• _Items listed in a dataset_:
──────────────────────────────
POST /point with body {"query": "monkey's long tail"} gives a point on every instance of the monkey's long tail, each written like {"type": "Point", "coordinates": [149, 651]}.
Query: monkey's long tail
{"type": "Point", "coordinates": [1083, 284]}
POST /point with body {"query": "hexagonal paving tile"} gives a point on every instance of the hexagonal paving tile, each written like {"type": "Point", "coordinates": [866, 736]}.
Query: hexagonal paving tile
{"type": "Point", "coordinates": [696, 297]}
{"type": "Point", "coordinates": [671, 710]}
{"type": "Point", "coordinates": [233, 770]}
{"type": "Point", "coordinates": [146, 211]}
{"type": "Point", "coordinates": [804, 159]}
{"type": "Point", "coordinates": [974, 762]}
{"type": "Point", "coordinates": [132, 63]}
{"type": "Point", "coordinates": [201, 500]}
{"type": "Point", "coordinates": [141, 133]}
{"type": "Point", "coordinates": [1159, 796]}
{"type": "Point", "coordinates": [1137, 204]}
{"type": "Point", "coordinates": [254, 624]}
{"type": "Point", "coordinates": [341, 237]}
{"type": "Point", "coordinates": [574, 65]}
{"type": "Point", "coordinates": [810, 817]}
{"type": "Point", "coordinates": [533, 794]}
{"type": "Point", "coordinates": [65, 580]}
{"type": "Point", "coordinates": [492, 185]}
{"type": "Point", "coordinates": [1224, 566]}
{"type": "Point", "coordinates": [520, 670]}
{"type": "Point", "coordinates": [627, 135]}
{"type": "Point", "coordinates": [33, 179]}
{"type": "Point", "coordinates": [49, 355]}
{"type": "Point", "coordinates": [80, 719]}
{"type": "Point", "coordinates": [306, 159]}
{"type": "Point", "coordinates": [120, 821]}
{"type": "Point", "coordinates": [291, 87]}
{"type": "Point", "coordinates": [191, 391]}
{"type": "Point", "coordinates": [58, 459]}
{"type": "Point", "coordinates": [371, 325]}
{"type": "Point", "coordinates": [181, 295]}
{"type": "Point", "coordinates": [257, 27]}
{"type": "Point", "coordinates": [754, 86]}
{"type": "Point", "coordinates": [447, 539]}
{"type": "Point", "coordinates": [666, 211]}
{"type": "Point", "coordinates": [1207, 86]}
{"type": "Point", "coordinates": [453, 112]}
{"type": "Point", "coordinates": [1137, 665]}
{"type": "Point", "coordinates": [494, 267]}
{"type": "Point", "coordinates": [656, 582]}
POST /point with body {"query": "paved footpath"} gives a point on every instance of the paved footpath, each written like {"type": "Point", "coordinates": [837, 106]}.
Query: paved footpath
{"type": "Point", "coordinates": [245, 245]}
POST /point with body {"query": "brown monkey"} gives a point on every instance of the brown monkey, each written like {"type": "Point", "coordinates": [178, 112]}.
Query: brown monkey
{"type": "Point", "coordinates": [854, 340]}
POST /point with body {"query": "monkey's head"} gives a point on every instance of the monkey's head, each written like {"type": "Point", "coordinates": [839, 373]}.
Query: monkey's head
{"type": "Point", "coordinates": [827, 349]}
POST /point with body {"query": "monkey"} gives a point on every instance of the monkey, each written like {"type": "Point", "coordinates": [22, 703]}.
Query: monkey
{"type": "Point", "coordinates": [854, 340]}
──────────────────────────────
• _ACTIVITY_: From the first line to the last, restate the data above exactly.

• _TASK SOLUTION_:
POST /point with body {"query": "monkey's long tail"} gives a point on every instance of the monkey's long tail, each written like {"type": "Point", "coordinates": [149, 651]}.
Query: monkey's long tail
{"type": "Point", "coordinates": [1083, 284]}
POST /point with body {"query": "hexagonal paving tile"} gives a point on every instance of the hexagonal paving tile, each written like {"type": "Point", "coordinates": [866, 736]}.
Query: hexagonal paving tile
{"type": "Point", "coordinates": [696, 297]}
{"type": "Point", "coordinates": [671, 710]}
{"type": "Point", "coordinates": [233, 770]}
{"type": "Point", "coordinates": [146, 211]}
{"type": "Point", "coordinates": [804, 159]}
{"type": "Point", "coordinates": [974, 762]}
{"type": "Point", "coordinates": [132, 63]}
{"type": "Point", "coordinates": [201, 500]}
{"type": "Point", "coordinates": [141, 133]}
{"type": "Point", "coordinates": [1159, 796]}
{"type": "Point", "coordinates": [1137, 204]}
{"type": "Point", "coordinates": [254, 624]}
{"type": "Point", "coordinates": [341, 237]}
{"type": "Point", "coordinates": [574, 65]}
{"type": "Point", "coordinates": [810, 817]}
{"type": "Point", "coordinates": [533, 794]}
{"type": "Point", "coordinates": [65, 580]}
{"type": "Point", "coordinates": [492, 185]}
{"type": "Point", "coordinates": [1224, 566]}
{"type": "Point", "coordinates": [520, 670]}
{"type": "Point", "coordinates": [627, 135]}
{"type": "Point", "coordinates": [33, 179]}
{"type": "Point", "coordinates": [49, 355]}
{"type": "Point", "coordinates": [80, 719]}
{"type": "Point", "coordinates": [306, 159]}
{"type": "Point", "coordinates": [120, 821]}
{"type": "Point", "coordinates": [291, 87]}
{"type": "Point", "coordinates": [191, 391]}
{"type": "Point", "coordinates": [58, 459]}
{"type": "Point", "coordinates": [371, 325]}
{"type": "Point", "coordinates": [181, 295]}
{"type": "Point", "coordinates": [257, 27]}
{"type": "Point", "coordinates": [754, 86]}
{"type": "Point", "coordinates": [447, 539]}
{"type": "Point", "coordinates": [666, 211]}
{"type": "Point", "coordinates": [1207, 86]}
{"type": "Point", "coordinates": [453, 112]}
{"type": "Point", "coordinates": [1137, 665]}
{"type": "Point", "coordinates": [494, 267]}
{"type": "Point", "coordinates": [656, 582]}
POST /point with body {"query": "paved footpath"} gives a point on every instance of the paved footpath, each written like {"type": "Point", "coordinates": [837, 106]}.
Query: paved footpath
{"type": "Point", "coordinates": [245, 245]}
POST /point with body {"query": "brown monkey"} gives a point on every instance of the brown monkey, each written like {"type": "Point", "coordinates": [178, 112]}.
Query: brown monkey
{"type": "Point", "coordinates": [854, 340]}
POST /point with body {"query": "monkey's head"} gives a point on every instance of the monkey's head, each written like {"type": "Point", "coordinates": [839, 373]}.
Query: monkey's head
{"type": "Point", "coordinates": [827, 349]}
POST /point with body {"query": "monkey"} gives a point on every instance of the monkey, each written like {"type": "Point", "coordinates": [22, 703]}.
Query: monkey
{"type": "Point", "coordinates": [854, 340]}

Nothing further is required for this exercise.